Quote the lines below word for word, from the first line through the line containing "[184, 150, 222, 175]", both included.

.....

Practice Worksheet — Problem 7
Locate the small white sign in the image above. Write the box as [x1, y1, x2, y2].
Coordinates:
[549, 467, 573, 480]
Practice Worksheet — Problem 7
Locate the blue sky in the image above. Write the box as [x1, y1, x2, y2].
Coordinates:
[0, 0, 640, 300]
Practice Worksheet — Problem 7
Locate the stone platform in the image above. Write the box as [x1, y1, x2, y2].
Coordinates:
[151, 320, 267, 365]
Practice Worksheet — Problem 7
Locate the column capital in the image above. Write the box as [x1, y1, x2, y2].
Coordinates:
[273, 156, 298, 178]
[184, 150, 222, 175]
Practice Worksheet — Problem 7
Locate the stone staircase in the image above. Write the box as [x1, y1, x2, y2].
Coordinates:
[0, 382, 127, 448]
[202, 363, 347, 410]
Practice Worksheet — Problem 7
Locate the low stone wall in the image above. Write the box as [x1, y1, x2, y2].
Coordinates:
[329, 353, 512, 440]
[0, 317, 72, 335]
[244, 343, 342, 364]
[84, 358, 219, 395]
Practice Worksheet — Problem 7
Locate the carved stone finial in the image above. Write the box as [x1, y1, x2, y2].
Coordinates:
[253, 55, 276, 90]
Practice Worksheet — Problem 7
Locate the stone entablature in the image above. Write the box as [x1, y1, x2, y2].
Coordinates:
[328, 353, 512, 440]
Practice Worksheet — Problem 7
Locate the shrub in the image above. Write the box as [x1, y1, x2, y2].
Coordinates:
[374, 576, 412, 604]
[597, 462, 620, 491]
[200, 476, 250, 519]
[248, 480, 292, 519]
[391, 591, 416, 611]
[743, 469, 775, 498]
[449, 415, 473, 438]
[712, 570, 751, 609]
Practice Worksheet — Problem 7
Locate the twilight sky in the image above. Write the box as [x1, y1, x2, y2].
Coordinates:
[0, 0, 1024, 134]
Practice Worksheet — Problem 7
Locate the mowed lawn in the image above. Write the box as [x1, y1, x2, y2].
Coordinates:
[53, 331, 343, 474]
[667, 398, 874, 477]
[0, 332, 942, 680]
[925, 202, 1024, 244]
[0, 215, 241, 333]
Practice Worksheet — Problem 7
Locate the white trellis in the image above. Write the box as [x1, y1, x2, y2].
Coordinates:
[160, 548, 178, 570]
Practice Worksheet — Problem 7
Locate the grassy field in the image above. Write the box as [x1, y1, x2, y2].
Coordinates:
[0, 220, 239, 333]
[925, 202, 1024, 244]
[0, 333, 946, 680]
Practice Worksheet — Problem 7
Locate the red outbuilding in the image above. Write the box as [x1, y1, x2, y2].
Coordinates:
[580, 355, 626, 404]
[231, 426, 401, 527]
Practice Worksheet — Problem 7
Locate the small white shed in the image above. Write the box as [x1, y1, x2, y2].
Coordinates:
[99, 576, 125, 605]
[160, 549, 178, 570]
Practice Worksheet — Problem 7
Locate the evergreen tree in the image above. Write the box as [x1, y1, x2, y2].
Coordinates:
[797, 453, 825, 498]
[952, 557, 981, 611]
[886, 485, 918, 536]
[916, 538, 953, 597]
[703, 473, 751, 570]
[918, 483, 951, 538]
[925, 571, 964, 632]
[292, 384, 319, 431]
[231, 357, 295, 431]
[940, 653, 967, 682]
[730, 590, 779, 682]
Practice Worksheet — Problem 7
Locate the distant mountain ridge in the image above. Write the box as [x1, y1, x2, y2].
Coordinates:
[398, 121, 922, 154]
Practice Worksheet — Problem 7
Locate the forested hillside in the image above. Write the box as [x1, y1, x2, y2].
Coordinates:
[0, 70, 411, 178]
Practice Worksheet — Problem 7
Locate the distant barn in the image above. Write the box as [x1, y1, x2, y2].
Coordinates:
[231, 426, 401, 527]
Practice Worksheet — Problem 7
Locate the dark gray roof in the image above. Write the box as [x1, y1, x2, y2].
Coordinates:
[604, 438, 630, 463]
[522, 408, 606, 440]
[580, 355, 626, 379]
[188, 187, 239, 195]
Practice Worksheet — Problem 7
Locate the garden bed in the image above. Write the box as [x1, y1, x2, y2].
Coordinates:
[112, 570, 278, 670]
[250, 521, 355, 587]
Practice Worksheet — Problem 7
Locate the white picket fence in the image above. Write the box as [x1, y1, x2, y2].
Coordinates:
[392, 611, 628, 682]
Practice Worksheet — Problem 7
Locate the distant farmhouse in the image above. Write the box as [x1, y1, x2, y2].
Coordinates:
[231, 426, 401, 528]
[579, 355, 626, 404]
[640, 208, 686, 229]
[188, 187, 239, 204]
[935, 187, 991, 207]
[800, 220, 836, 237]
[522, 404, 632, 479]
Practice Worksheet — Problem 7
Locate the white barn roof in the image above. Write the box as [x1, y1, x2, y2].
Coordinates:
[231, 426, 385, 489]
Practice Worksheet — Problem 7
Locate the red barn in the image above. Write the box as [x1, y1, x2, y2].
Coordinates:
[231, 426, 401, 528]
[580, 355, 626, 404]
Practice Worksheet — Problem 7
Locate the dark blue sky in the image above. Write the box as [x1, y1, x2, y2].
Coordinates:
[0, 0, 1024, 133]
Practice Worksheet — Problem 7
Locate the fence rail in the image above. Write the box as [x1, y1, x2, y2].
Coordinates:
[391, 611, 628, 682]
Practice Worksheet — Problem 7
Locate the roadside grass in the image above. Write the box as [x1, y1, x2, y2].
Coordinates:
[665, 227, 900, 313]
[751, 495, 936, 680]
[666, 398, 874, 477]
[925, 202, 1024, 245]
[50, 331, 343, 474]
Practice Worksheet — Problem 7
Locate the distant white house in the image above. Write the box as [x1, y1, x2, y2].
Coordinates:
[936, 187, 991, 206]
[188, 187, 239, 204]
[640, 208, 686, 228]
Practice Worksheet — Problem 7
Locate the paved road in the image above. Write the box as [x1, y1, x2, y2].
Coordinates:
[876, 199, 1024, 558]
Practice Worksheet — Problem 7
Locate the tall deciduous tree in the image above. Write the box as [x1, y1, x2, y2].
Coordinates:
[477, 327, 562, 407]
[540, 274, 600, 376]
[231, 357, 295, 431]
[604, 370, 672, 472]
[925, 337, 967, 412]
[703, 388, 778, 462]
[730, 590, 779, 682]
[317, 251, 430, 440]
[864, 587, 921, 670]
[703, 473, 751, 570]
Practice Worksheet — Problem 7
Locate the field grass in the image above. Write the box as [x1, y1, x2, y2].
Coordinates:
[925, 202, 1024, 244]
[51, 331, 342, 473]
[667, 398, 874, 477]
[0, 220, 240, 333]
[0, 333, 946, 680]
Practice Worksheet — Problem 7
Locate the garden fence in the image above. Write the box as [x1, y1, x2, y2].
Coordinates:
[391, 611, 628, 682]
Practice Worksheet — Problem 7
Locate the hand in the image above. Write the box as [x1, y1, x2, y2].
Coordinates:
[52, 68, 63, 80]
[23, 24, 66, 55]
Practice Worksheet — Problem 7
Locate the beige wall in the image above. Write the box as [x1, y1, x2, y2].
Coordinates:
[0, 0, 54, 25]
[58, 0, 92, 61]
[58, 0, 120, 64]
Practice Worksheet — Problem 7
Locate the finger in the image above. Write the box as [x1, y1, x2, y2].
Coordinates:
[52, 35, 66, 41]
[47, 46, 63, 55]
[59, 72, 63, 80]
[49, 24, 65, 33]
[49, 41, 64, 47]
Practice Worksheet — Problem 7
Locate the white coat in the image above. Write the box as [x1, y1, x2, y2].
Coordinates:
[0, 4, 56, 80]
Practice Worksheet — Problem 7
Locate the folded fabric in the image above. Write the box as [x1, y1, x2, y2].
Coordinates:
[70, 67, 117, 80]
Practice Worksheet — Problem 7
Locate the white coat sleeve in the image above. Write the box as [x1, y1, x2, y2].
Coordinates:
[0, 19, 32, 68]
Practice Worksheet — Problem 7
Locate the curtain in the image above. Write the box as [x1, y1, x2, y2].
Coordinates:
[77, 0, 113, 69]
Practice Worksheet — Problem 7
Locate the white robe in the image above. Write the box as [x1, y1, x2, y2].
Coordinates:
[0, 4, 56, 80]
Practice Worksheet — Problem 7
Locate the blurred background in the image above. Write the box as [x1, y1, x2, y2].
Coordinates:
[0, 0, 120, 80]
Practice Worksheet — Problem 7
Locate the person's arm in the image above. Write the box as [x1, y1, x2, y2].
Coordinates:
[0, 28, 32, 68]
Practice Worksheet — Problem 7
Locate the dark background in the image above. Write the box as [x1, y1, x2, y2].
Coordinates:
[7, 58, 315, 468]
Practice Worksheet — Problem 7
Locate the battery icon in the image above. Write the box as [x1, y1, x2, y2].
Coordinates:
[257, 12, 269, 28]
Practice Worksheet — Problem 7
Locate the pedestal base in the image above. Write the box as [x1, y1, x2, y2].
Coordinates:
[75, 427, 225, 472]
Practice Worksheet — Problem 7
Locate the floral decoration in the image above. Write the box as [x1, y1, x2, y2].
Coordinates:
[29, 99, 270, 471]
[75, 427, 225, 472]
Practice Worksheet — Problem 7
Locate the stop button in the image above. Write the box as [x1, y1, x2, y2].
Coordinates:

.....

• **Result of the task**:
Practice Worksheet — Problem 7
Locate the small white sign in the image above. Write the box as [x1, y1, x2, y2].
Coordinates:
[549, 467, 573, 480]
Practice Worksheet — Problem 7
Locate the blue sky in the image above. Write the box as [x1, y1, x2, y2].
Coordinates:
[0, 0, 640, 300]
Practice Worksheet — Problem 7
Locate the stone platform in the image above. Write the box as [x1, y1, x2, y2].
Coordinates:
[151, 320, 267, 365]
Practice Worksheet — Problem 7
Locate the column capital in the image above. Write the box as [x1, y1, x2, y2].
Coordinates:
[273, 156, 298, 178]
[184, 150, 222, 175]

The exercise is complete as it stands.